-- start --

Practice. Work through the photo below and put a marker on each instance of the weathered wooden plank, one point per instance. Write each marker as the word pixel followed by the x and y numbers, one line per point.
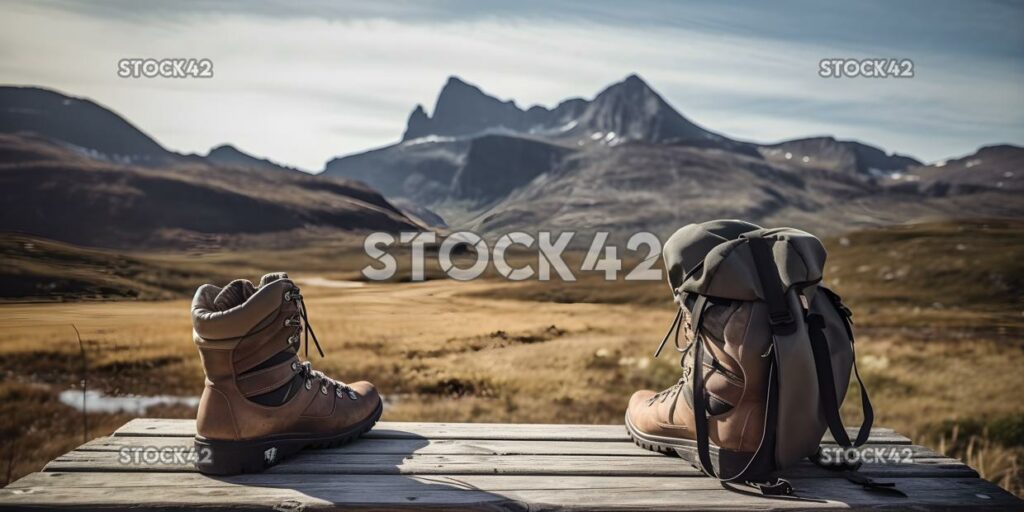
pixel 409 446
pixel 392 430
pixel 273 492
pixel 453 446
pixel 331 462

-- end --

▸ WORK TO BE COMPLETED
Copy out every line of the records above word for word, leaving out the pictures.

▸ COMPLETE OUTPUT
Practice. Work through the photo below and put a marker on each instance of the weathered wooden plank, one point per instance. Write each marker as the word pixel followed by the x and y numbers, one line per point.
pixel 409 446
pixel 392 430
pixel 273 492
pixel 453 446
pixel 331 462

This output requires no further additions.